=== Available data ===

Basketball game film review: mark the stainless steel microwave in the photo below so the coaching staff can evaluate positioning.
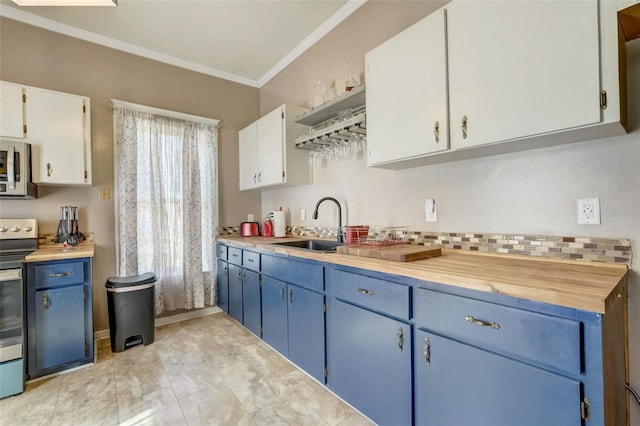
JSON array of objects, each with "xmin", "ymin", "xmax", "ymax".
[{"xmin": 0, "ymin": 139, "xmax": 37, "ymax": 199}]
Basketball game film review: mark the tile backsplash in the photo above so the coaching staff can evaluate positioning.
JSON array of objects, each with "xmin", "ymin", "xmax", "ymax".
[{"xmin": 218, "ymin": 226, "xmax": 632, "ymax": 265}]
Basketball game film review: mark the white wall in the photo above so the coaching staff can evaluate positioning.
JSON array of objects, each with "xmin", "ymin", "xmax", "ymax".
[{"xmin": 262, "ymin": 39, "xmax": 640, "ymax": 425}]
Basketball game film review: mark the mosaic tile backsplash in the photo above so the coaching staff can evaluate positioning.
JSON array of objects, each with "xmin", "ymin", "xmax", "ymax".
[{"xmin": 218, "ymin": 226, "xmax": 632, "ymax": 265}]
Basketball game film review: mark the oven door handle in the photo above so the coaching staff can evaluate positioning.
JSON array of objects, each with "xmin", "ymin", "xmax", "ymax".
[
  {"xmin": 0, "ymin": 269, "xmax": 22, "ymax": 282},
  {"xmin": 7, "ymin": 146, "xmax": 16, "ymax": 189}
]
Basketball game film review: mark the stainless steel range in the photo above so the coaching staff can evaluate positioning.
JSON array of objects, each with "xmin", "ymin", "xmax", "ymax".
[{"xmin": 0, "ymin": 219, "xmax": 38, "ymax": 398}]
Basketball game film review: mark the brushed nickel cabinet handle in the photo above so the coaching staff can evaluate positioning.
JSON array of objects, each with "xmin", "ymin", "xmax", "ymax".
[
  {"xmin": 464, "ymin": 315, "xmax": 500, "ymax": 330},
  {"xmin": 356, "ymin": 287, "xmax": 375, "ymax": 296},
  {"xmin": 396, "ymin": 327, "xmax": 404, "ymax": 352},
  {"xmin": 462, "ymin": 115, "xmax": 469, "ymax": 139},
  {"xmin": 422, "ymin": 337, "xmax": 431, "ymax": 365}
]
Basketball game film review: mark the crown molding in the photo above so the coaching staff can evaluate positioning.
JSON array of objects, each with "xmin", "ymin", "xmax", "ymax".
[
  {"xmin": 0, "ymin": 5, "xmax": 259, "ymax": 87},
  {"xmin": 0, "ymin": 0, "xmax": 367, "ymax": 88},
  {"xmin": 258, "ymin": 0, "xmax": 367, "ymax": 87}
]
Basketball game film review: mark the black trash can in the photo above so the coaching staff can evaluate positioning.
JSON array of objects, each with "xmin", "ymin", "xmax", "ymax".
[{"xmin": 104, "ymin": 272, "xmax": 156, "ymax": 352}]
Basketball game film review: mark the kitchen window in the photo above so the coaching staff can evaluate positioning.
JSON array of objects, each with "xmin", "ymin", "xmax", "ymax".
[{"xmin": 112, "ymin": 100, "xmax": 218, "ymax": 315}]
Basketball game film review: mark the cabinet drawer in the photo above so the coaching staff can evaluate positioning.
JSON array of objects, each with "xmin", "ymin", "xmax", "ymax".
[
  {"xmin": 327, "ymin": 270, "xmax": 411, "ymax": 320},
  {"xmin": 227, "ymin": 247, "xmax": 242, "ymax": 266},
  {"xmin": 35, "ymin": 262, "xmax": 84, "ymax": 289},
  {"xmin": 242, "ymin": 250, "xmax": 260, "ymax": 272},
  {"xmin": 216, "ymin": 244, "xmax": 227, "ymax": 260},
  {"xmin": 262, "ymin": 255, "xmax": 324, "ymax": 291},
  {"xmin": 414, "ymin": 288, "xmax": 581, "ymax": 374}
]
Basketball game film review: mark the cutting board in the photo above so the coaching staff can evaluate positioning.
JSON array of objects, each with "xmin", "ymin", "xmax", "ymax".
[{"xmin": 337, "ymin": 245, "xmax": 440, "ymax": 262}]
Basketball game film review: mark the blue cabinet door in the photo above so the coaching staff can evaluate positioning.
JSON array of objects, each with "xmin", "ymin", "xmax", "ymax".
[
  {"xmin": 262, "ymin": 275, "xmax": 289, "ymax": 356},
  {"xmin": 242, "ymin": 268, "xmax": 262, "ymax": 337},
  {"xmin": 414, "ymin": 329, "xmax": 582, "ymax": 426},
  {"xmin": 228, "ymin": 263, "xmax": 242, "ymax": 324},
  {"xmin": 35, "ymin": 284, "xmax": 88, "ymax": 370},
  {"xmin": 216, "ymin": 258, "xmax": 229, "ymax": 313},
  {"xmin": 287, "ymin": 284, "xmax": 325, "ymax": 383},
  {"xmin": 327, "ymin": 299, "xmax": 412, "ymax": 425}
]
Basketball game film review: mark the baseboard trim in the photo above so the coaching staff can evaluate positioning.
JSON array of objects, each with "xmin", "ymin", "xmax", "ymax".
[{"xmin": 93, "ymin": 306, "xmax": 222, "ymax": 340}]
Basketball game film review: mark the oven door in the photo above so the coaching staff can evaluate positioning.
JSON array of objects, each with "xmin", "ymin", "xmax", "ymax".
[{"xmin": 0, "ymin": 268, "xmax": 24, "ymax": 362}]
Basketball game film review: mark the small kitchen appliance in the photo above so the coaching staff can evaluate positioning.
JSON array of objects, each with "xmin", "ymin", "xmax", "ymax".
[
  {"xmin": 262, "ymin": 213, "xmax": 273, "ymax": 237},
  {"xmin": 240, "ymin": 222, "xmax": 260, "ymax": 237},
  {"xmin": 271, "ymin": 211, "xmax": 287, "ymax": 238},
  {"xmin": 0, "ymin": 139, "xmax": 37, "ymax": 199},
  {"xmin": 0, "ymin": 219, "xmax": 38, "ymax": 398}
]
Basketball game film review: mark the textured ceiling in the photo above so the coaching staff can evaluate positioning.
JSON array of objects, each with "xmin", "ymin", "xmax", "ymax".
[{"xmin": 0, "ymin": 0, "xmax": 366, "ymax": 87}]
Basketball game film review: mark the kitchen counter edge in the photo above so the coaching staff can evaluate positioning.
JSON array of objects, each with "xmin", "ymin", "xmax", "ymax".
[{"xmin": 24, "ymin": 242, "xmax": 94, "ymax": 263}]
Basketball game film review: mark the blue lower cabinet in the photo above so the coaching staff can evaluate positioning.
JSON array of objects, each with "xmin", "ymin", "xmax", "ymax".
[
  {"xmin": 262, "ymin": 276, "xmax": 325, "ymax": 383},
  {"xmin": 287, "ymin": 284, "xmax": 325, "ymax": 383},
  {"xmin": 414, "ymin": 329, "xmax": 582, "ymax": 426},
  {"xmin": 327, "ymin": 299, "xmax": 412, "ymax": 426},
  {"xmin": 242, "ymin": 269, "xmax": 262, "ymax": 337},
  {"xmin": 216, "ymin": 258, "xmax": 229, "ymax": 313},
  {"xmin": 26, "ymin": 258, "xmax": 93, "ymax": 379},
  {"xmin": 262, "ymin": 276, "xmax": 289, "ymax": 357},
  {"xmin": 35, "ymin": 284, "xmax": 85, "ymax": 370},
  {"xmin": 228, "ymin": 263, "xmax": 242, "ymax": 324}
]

===

## Problem details:
Could you give all the records again with "coaching staff" swapped for "scouting team" wherever it occurs, leaving everything else unchanged and omitting the pictures?

## Expected output:
Basketball game film review: mark the stainless steel microwave in the photo below so the scouting team can evaluate positioning.
JSON array of objects, each with "xmin", "ymin", "xmax", "ymax".
[{"xmin": 0, "ymin": 139, "xmax": 37, "ymax": 199}]
Basketball game film review: mark the tile backsplash in the photo above so the scouting team can evaluate positioning.
JSON array of objects, each with "xmin", "ymin", "xmax", "ymax".
[{"xmin": 218, "ymin": 226, "xmax": 632, "ymax": 265}]
Basketball game film review: mark the white wall in the photo above so the scouting team can evaluate positioning.
JSON array of objects, each with "xmin", "ymin", "xmax", "ymax".
[{"xmin": 262, "ymin": 39, "xmax": 640, "ymax": 425}]
Basketball game film review: mark the mosaic tile backsplash in the photo above so the scouting team can evaluate positioning.
JSON array of objects, each with "xmin", "ymin", "xmax", "ymax".
[{"xmin": 218, "ymin": 226, "xmax": 632, "ymax": 265}]
Basketball game film review: mark the oven door handle in the photo above so the scouting team can evaluate positioning.
JSON array of objects, each with "xmin", "ymin", "xmax", "ymax".
[
  {"xmin": 0, "ymin": 269, "xmax": 22, "ymax": 282},
  {"xmin": 7, "ymin": 146, "xmax": 16, "ymax": 189}
]
Basketball game film review: mark the stainless steel range in the photo above so the scouting team can evaluate positioning.
JSON array of objects, each with "xmin", "ymin", "xmax", "ymax".
[{"xmin": 0, "ymin": 219, "xmax": 38, "ymax": 398}]
Basketball game film review: mark the brushed nickel cabinet handle in the photo above so the scouting team can evaluate positioning.
JSON array of objects, each with "xmin", "ymin", "xmax", "ymax".
[
  {"xmin": 464, "ymin": 315, "xmax": 500, "ymax": 330},
  {"xmin": 356, "ymin": 287, "xmax": 375, "ymax": 296},
  {"xmin": 396, "ymin": 327, "xmax": 404, "ymax": 352},
  {"xmin": 462, "ymin": 115, "xmax": 469, "ymax": 139},
  {"xmin": 422, "ymin": 337, "xmax": 431, "ymax": 365}
]
Basketball game film review: mark the crown molding in the photo above so the scouting team can evaluate positioning.
JSON array of objects, each with "xmin", "ymin", "xmax", "ymax".
[
  {"xmin": 0, "ymin": 5, "xmax": 259, "ymax": 87},
  {"xmin": 0, "ymin": 0, "xmax": 367, "ymax": 88},
  {"xmin": 258, "ymin": 0, "xmax": 367, "ymax": 87}
]
Basketball game film review: mark the black trash can in the photo above so the scouting team can evaluate positioning.
JSON array of objects, each with "xmin", "ymin", "xmax", "ymax".
[{"xmin": 104, "ymin": 272, "xmax": 156, "ymax": 352}]
Basketball game film review: mark the kitchen window in the photo above so the scouting team can evaluate positioning.
JSON array of objects, each with "xmin", "ymin", "xmax", "ymax".
[{"xmin": 112, "ymin": 100, "xmax": 218, "ymax": 315}]
Basketball game film review: mark the cabinet drawer in the photo above so the scouting team can evaluate positioning.
JSON array of objects, each with "xmin", "ymin", "xmax", "ymax".
[
  {"xmin": 327, "ymin": 270, "xmax": 411, "ymax": 320},
  {"xmin": 227, "ymin": 247, "xmax": 242, "ymax": 266},
  {"xmin": 35, "ymin": 262, "xmax": 84, "ymax": 289},
  {"xmin": 242, "ymin": 250, "xmax": 260, "ymax": 272},
  {"xmin": 216, "ymin": 244, "xmax": 227, "ymax": 260},
  {"xmin": 262, "ymin": 255, "xmax": 324, "ymax": 291},
  {"xmin": 414, "ymin": 288, "xmax": 581, "ymax": 374}
]
Basketball game film review: mark the cutting board in the photo above so the scouting team can evaluate positioning.
JSON array of objects, each with "xmin", "ymin", "xmax", "ymax".
[{"xmin": 337, "ymin": 245, "xmax": 440, "ymax": 262}]
Basketball game film review: mark the blue cabinet door in the photo above so the scouting team can evaluate positioning.
JSON array of objects, each with "xmin", "ymin", "xmax", "ymax".
[
  {"xmin": 262, "ymin": 275, "xmax": 289, "ymax": 356},
  {"xmin": 242, "ymin": 268, "xmax": 262, "ymax": 337},
  {"xmin": 414, "ymin": 329, "xmax": 582, "ymax": 426},
  {"xmin": 228, "ymin": 263, "xmax": 242, "ymax": 324},
  {"xmin": 35, "ymin": 284, "xmax": 88, "ymax": 370},
  {"xmin": 216, "ymin": 258, "xmax": 229, "ymax": 313},
  {"xmin": 287, "ymin": 284, "xmax": 325, "ymax": 383},
  {"xmin": 327, "ymin": 299, "xmax": 412, "ymax": 425}
]
Basketball game film review: mark the baseboard trim in the photo above so the scouting team can evaluate positioning.
JSON array of objects, each with "xmin", "ymin", "xmax", "ymax".
[{"xmin": 93, "ymin": 306, "xmax": 222, "ymax": 340}]
Basketball game film review: mark the oven door in the photo above so the scouting team can evaluate positioning.
JSON array of objects, each with "xmin", "ymin", "xmax", "ymax".
[{"xmin": 0, "ymin": 268, "xmax": 24, "ymax": 362}]
Basketball game film review: mark the small kitchen appliance in the photo above so the scouting team can evaluate positioning.
JSON array of objects, each with "xmin", "ymin", "xmax", "ymax".
[
  {"xmin": 262, "ymin": 213, "xmax": 273, "ymax": 237},
  {"xmin": 240, "ymin": 222, "xmax": 260, "ymax": 237},
  {"xmin": 271, "ymin": 211, "xmax": 287, "ymax": 238},
  {"xmin": 0, "ymin": 139, "xmax": 37, "ymax": 199},
  {"xmin": 0, "ymin": 219, "xmax": 38, "ymax": 398}
]
Basketball game film review: mark the textured ceiling in the photo above so the scouting team can evaluate positioning.
JSON array of objects, each with "xmin", "ymin", "xmax", "ymax".
[{"xmin": 0, "ymin": 0, "xmax": 366, "ymax": 87}]
Basketball game film review: mark the kitchen counter edge in the photo above so the scouting team can evaluate positioning.
JSON array of objects, each with "xmin", "ymin", "xmax", "ymax".
[{"xmin": 24, "ymin": 242, "xmax": 94, "ymax": 263}]
Basketball game film review: mark the blue lower cabinet in the photo above so the scouting team can evaluate positioning.
JSON array of objects, each with "xmin", "ymin", "xmax", "ymax".
[
  {"xmin": 262, "ymin": 276, "xmax": 325, "ymax": 383},
  {"xmin": 287, "ymin": 284, "xmax": 325, "ymax": 383},
  {"xmin": 414, "ymin": 329, "xmax": 582, "ymax": 426},
  {"xmin": 327, "ymin": 299, "xmax": 412, "ymax": 426},
  {"xmin": 242, "ymin": 269, "xmax": 262, "ymax": 337},
  {"xmin": 216, "ymin": 258, "xmax": 229, "ymax": 313},
  {"xmin": 26, "ymin": 258, "xmax": 93, "ymax": 379},
  {"xmin": 262, "ymin": 276, "xmax": 289, "ymax": 357},
  {"xmin": 35, "ymin": 284, "xmax": 85, "ymax": 370},
  {"xmin": 228, "ymin": 263, "xmax": 242, "ymax": 324}
]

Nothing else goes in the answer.